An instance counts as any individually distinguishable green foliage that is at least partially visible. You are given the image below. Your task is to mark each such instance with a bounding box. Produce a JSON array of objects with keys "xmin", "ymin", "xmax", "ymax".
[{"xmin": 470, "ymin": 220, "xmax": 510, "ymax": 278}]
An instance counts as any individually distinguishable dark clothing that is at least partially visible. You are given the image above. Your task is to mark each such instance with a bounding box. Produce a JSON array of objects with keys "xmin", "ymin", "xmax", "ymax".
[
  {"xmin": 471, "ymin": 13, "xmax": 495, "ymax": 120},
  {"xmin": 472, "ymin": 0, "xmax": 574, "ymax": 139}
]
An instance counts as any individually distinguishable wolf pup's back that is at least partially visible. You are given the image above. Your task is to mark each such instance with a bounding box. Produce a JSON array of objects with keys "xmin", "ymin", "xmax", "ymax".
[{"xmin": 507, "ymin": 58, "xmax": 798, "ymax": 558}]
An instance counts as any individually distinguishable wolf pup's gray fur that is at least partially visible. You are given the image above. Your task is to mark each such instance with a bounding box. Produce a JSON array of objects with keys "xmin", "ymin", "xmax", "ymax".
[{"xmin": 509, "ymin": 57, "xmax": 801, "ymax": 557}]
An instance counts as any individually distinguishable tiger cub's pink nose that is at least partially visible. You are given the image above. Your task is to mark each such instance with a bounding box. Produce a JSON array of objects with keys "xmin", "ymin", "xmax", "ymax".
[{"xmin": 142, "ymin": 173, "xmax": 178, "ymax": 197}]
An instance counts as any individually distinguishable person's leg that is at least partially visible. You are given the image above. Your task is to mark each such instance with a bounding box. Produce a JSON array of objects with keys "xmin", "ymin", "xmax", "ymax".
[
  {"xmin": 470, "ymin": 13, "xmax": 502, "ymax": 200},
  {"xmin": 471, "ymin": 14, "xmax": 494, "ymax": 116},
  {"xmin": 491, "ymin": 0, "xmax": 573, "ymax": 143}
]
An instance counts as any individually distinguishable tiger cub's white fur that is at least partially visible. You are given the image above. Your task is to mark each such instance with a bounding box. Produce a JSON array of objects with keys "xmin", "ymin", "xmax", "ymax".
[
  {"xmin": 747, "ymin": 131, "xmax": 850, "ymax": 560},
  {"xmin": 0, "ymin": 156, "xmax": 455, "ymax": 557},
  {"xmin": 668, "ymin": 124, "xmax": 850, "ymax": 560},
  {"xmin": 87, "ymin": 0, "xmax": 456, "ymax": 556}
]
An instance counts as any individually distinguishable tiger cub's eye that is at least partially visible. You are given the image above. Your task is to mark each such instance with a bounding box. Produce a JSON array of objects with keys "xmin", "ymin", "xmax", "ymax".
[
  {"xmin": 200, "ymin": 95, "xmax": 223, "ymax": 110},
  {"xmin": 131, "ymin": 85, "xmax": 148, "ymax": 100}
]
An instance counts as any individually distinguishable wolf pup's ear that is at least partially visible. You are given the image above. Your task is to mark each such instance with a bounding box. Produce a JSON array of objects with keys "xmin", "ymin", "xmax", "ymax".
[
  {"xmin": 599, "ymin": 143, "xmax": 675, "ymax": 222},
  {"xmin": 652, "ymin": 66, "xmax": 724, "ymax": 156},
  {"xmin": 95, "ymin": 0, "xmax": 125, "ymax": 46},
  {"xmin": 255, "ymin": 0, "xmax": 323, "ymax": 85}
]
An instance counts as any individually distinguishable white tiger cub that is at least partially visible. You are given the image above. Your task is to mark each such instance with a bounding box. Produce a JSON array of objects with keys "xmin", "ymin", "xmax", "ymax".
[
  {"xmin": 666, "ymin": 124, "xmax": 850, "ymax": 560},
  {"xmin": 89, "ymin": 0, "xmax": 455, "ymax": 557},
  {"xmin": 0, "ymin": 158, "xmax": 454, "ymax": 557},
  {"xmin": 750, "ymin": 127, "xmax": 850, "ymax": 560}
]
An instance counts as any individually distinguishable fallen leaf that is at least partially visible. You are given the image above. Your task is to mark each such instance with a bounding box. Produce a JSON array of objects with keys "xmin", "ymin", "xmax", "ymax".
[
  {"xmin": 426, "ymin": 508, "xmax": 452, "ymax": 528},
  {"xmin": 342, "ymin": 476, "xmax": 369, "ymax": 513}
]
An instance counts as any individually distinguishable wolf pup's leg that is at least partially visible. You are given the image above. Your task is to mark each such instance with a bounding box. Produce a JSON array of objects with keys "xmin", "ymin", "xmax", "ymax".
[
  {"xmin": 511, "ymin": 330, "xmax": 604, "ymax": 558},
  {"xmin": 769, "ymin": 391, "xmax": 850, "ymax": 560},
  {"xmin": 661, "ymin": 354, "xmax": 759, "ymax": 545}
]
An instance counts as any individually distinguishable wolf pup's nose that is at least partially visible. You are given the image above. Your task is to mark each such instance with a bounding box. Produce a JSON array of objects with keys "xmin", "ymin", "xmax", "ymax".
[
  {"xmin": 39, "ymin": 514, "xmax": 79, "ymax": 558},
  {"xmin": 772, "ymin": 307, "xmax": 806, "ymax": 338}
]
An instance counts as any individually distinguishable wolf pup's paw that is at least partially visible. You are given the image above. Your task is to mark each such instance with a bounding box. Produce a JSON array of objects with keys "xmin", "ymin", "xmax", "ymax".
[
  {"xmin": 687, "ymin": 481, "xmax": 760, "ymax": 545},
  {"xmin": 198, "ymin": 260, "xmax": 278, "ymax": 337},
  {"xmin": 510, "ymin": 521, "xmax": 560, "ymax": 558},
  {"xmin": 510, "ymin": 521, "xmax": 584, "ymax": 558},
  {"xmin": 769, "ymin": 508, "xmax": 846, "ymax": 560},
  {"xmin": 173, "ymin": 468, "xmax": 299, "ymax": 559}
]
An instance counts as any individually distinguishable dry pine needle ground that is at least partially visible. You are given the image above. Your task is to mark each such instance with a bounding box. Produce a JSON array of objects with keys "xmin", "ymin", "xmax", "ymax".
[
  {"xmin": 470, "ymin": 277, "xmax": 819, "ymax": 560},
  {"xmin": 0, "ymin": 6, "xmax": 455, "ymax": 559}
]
++++
§ **Instructions for the task**:
Write the data out again, verbatim.

§ **Result of this exercise**:
An instance counts as any individually distinguishable green foliage that is at least partially visible. You are given the image below. Your task is to mark each such instance with a bounding box. Produce a JSON array of objects with keys "xmin", "ymin", "xmax", "ymax".
[{"xmin": 470, "ymin": 220, "xmax": 510, "ymax": 278}]
An instance counts as any individually distinguishable dark clothing that is at least partially visible. You are given the image above. Your task is to mark each such instance with a bounding box. Produce a JSON array of objects with keys "xmin", "ymin", "xmax", "ymax".
[
  {"xmin": 471, "ymin": 13, "xmax": 495, "ymax": 120},
  {"xmin": 472, "ymin": 0, "xmax": 574, "ymax": 139}
]
An instance counts as any individually distinguishable wolf pup's back that is at least partially visible. You are given the image above. Your task is to mark each such instance with a bounding box. Produce a JSON array of objects with keys "xmin", "ymin", "xmax", "ymax".
[{"xmin": 507, "ymin": 58, "xmax": 798, "ymax": 558}]
An instance counts as any individually distinguishable wolf pup's gray fur that is at least partially visible. You are given the image above. Your task is to mark each such instance with a bounding box. Produce a JSON array of objects with keys "xmin", "ymin", "xmax", "ymax".
[{"xmin": 509, "ymin": 57, "xmax": 801, "ymax": 557}]
An instance counts as any individually distinguishable tiger cub's pink nose that is at least partially visible. You are given the image above. Your task is to mark each such instance with a bounding box. Produce a JSON array of objects with keys "xmin", "ymin", "xmax", "ymax".
[{"xmin": 142, "ymin": 173, "xmax": 178, "ymax": 197}]
An instance counts as any individually distinguishable person's leg that is at least partially visible. You are given the image above. Your task is to mark each such instance with a bounding box. Produce a JSON array of objects with keys "xmin", "ymin", "xmax", "ymax".
[
  {"xmin": 470, "ymin": 13, "xmax": 502, "ymax": 200},
  {"xmin": 471, "ymin": 14, "xmax": 494, "ymax": 116},
  {"xmin": 491, "ymin": 0, "xmax": 573, "ymax": 143}
]
An instance counts as any individually distinguishable tiger cub's white fur that is at least partially visible. You are given the image above. Your task is to mark each such instance with a bounding box. Produce a JSON array of objects with keys "xmin", "ymin", "xmax", "ymax".
[
  {"xmin": 747, "ymin": 131, "xmax": 850, "ymax": 560},
  {"xmin": 0, "ymin": 156, "xmax": 455, "ymax": 557},
  {"xmin": 668, "ymin": 124, "xmax": 850, "ymax": 560},
  {"xmin": 87, "ymin": 0, "xmax": 456, "ymax": 556}
]
An instance counts as any individually distinguishable tiger cub's eye that is at least partially visible. You are given the image above. Your task is to mark each such instance with a bounding box. Produce a JSON array of objects with keys "xmin", "ymin", "xmax", "ymax".
[
  {"xmin": 200, "ymin": 95, "xmax": 223, "ymax": 110},
  {"xmin": 131, "ymin": 85, "xmax": 148, "ymax": 100}
]
An instance counts as any individually distinguishable wolf pup's ear that is at least partially visible. You are given the image above. Your task is to mark each such instance with a bounding box. Produce a JSON array of objects with keys "xmin", "ymin", "xmax", "ymax".
[
  {"xmin": 599, "ymin": 143, "xmax": 675, "ymax": 222},
  {"xmin": 652, "ymin": 66, "xmax": 724, "ymax": 156},
  {"xmin": 95, "ymin": 0, "xmax": 125, "ymax": 46},
  {"xmin": 255, "ymin": 0, "xmax": 323, "ymax": 85}
]
An instance counts as any individually distinguishable white tiger cub that is at least partially visible. You are given the image above. Your task is to mark each such instance with a bounding box. Produce a JSON array of objects with keys "xmin", "ymin", "xmax", "ymax".
[
  {"xmin": 666, "ymin": 124, "xmax": 850, "ymax": 560},
  {"xmin": 89, "ymin": 0, "xmax": 455, "ymax": 557},
  {"xmin": 0, "ymin": 158, "xmax": 454, "ymax": 557},
  {"xmin": 750, "ymin": 127, "xmax": 850, "ymax": 560}
]
An instance counts as any individually distinguishable fallen leaf that is at least partially visible. You are given the image above. Your task is to mark each such instance with a bounding box. Produce a JSON array of objects with keys "xmin", "ymin", "xmax", "ymax".
[
  {"xmin": 426, "ymin": 508, "xmax": 452, "ymax": 528},
  {"xmin": 342, "ymin": 476, "xmax": 369, "ymax": 513}
]
An instance counts as any individually distinguishable wolf pup's leg that is at least partially visible. You are given the image above. Your task is to mark each such instance with a bounding box. Produce a JSON array of objects with keys "xmin", "ymin", "xmax", "ymax".
[
  {"xmin": 511, "ymin": 330, "xmax": 604, "ymax": 558},
  {"xmin": 769, "ymin": 391, "xmax": 850, "ymax": 560},
  {"xmin": 661, "ymin": 354, "xmax": 759, "ymax": 545}
]
An instance counts as any individually distinguishable wolf pup's nose that is at least partially visible. You are given the image above. Your task is to mark each such instance with a bounding box. Produce a JSON array of objects with keys "xmin", "ymin", "xmax", "ymax".
[
  {"xmin": 39, "ymin": 514, "xmax": 79, "ymax": 558},
  {"xmin": 772, "ymin": 307, "xmax": 806, "ymax": 338}
]
An instance counts as any individually distinguishable wolf pup's paw that is at least partially visible. You are given the image above. Your task is to mark each such instance with a bounding box. Produce a JSON array of objects with keys "xmin", "ymin", "xmax", "ymax".
[
  {"xmin": 687, "ymin": 481, "xmax": 760, "ymax": 545},
  {"xmin": 198, "ymin": 260, "xmax": 278, "ymax": 337},
  {"xmin": 510, "ymin": 521, "xmax": 560, "ymax": 558},
  {"xmin": 510, "ymin": 521, "xmax": 584, "ymax": 558},
  {"xmin": 769, "ymin": 508, "xmax": 846, "ymax": 560},
  {"xmin": 173, "ymin": 468, "xmax": 299, "ymax": 559}
]
An instance counts as any individually distinguishable dry pine needle ground that is at least partially visible. You are given the image above. Your task is to mark each such instance with a bounding box. Produce a JSON array of objects with keys "xmin", "ymin", "xmax", "ymax".
[
  {"xmin": 470, "ymin": 277, "xmax": 819, "ymax": 560},
  {"xmin": 0, "ymin": 6, "xmax": 455, "ymax": 559}
]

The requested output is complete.